[Record extracts start]
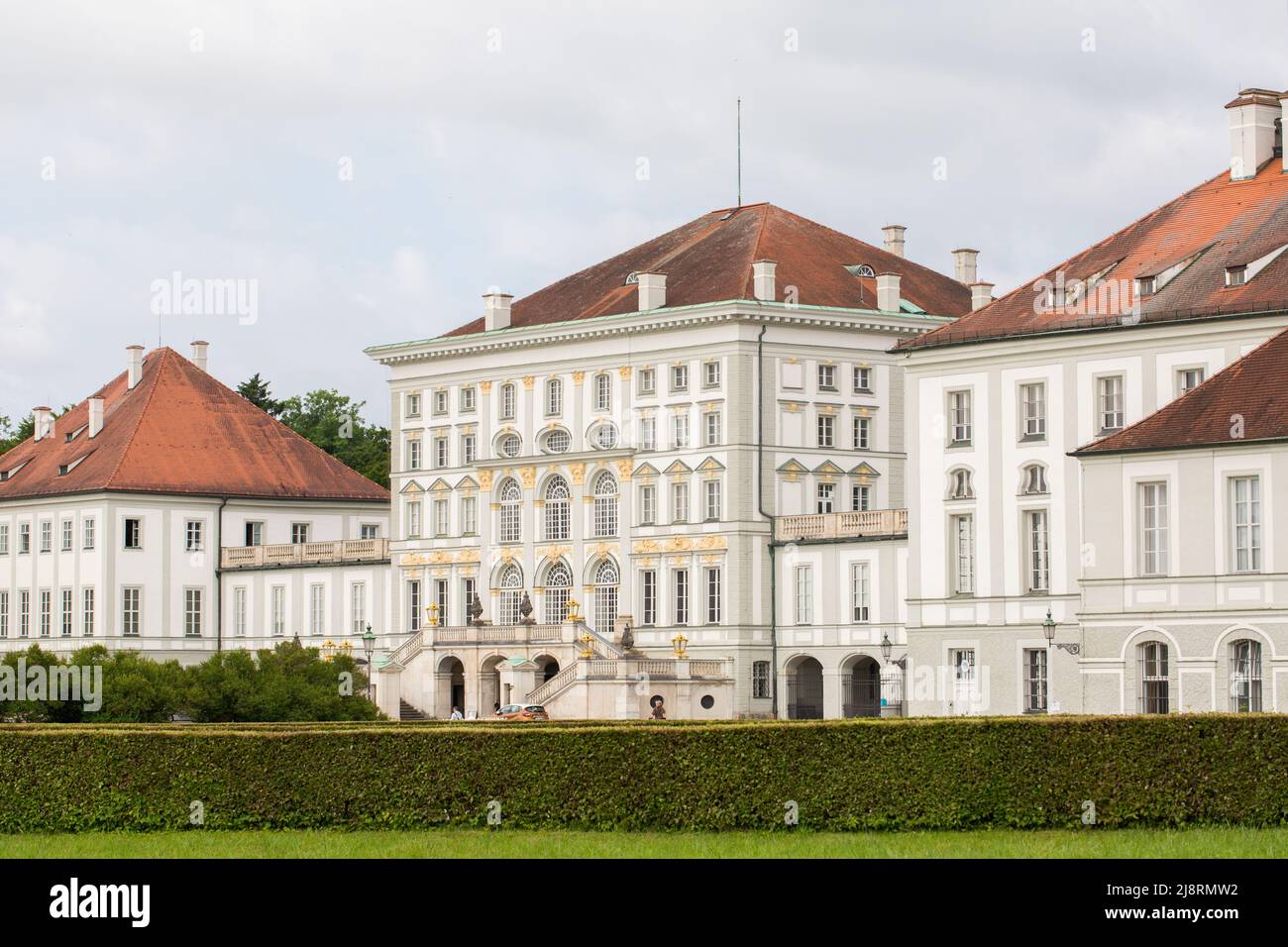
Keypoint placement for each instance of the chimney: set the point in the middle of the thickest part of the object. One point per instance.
(888, 291)
(652, 291)
(763, 279)
(95, 416)
(496, 311)
(980, 295)
(894, 239)
(136, 364)
(965, 265)
(1252, 131)
(43, 421)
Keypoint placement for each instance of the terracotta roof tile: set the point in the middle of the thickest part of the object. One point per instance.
(179, 431)
(708, 261)
(1220, 223)
(1252, 390)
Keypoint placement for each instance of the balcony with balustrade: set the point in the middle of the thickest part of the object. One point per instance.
(859, 525)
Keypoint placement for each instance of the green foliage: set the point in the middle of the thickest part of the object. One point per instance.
(854, 775)
(287, 684)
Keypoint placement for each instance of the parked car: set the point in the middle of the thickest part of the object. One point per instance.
(522, 711)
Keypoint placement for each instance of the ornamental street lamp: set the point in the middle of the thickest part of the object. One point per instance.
(369, 647)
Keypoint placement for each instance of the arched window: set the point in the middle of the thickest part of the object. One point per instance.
(960, 486)
(605, 596)
(511, 595)
(511, 510)
(605, 504)
(1245, 677)
(1153, 678)
(1033, 479)
(557, 509)
(558, 587)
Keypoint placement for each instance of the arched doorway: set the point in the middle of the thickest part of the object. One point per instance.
(805, 689)
(861, 688)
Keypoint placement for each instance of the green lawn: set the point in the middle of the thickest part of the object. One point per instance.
(464, 843)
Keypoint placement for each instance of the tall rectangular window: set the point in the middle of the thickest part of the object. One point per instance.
(192, 612)
(804, 595)
(1033, 410)
(132, 611)
(681, 582)
(1034, 681)
(960, 418)
(1245, 523)
(648, 600)
(88, 611)
(1109, 398)
(317, 608)
(713, 596)
(861, 591)
(1153, 530)
(964, 554)
(1038, 551)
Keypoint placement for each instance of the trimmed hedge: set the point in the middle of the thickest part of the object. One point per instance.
(921, 774)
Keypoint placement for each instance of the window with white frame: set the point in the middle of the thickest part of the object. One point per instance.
(681, 502)
(681, 595)
(605, 504)
(964, 553)
(132, 611)
(277, 605)
(1034, 681)
(648, 596)
(960, 418)
(317, 608)
(713, 594)
(1245, 523)
(1153, 528)
(511, 512)
(648, 504)
(1038, 544)
(1154, 697)
(861, 591)
(824, 497)
(1033, 411)
(825, 431)
(711, 424)
(804, 582)
(1109, 399)
(1245, 677)
(711, 500)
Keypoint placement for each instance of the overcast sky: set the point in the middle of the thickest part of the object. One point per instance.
(376, 166)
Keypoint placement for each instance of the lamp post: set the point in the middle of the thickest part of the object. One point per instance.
(1048, 630)
(369, 647)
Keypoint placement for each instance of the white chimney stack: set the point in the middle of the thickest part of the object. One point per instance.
(894, 239)
(43, 421)
(95, 416)
(763, 279)
(496, 311)
(966, 265)
(980, 295)
(652, 291)
(888, 291)
(1252, 131)
(134, 355)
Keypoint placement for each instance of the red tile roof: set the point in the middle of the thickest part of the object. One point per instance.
(708, 261)
(179, 431)
(1244, 402)
(1220, 223)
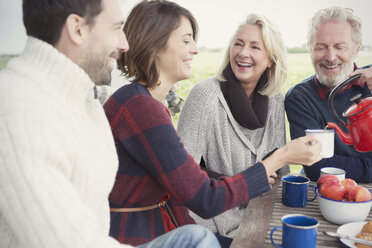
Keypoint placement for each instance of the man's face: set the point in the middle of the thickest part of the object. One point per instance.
(333, 52)
(104, 42)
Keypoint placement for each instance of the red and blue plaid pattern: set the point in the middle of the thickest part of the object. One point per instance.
(153, 166)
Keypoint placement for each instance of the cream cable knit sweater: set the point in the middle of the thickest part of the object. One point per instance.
(57, 155)
(208, 129)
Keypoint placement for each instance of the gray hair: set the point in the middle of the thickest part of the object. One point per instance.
(273, 41)
(336, 14)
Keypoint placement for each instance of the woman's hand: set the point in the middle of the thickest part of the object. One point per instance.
(304, 150)
(272, 178)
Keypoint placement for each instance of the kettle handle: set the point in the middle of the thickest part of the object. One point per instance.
(333, 93)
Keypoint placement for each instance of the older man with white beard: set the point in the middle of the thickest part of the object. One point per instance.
(334, 40)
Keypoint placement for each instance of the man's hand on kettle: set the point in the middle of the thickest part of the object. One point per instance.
(366, 76)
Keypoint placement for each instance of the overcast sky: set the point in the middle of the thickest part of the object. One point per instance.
(217, 19)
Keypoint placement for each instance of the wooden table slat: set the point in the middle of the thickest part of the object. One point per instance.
(265, 212)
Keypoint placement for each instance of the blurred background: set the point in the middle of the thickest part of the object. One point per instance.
(218, 21)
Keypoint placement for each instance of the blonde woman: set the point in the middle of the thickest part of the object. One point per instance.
(232, 120)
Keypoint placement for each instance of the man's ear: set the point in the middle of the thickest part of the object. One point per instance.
(76, 28)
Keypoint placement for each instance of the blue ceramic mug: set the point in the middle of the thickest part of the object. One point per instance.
(294, 191)
(299, 231)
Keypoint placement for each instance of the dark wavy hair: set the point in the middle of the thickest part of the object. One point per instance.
(147, 29)
(44, 19)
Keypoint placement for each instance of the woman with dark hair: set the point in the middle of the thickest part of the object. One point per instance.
(158, 181)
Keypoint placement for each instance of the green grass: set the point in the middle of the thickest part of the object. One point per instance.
(206, 63)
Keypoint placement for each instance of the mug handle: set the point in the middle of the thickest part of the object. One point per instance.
(312, 186)
(271, 236)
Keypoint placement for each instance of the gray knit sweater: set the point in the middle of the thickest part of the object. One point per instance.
(209, 130)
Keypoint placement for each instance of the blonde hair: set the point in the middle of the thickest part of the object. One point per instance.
(336, 14)
(273, 41)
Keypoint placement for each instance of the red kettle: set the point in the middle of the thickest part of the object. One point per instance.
(359, 120)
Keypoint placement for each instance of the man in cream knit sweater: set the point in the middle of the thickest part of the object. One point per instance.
(57, 156)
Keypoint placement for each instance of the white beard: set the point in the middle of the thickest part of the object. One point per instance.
(333, 81)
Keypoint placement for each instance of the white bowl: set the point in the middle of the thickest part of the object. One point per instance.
(342, 212)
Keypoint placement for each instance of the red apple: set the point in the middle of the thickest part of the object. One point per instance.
(332, 190)
(362, 194)
(348, 183)
(325, 178)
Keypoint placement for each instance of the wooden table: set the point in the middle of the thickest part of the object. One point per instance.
(266, 211)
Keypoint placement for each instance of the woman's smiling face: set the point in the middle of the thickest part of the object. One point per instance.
(248, 55)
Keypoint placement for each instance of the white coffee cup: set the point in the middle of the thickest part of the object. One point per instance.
(326, 138)
(339, 173)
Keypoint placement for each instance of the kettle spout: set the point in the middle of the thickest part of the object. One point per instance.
(346, 138)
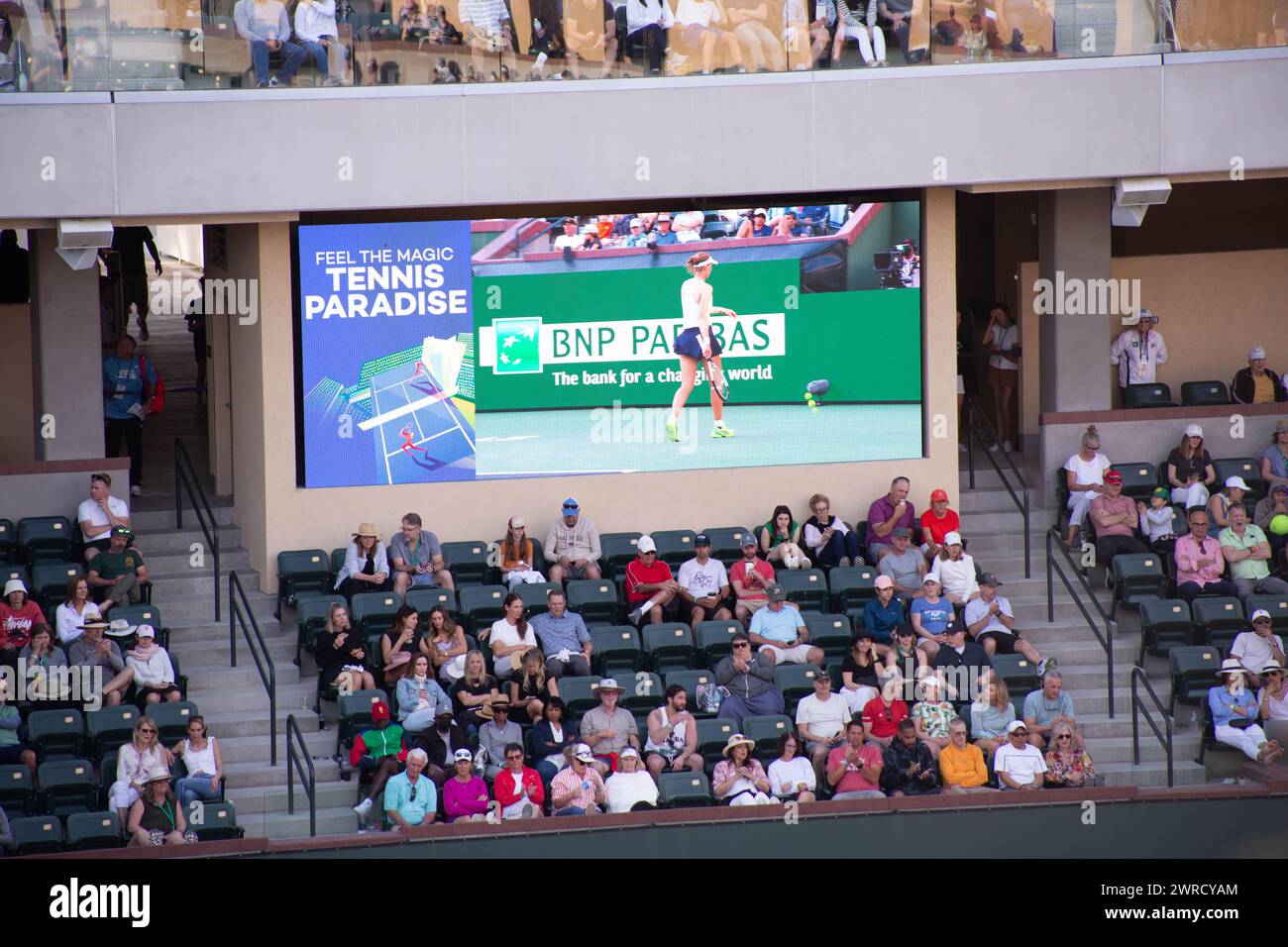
[Record extracts end]
[Task goal] Locate each line in the entries above that contains the word "green", and copy those lines. Case counts.

[Output below]
Keypoint placement for each instance of the green foliage: set the point in the middle of the thickest part of the object. One point per instance.
Keypoint placement for each instance of the green lawn: set the point in the middle of the thickest part of the object. One point per instance.
Keypoint placement for each instance of the green grass: set the point in the middle of the thickest part of the object. One point per instance.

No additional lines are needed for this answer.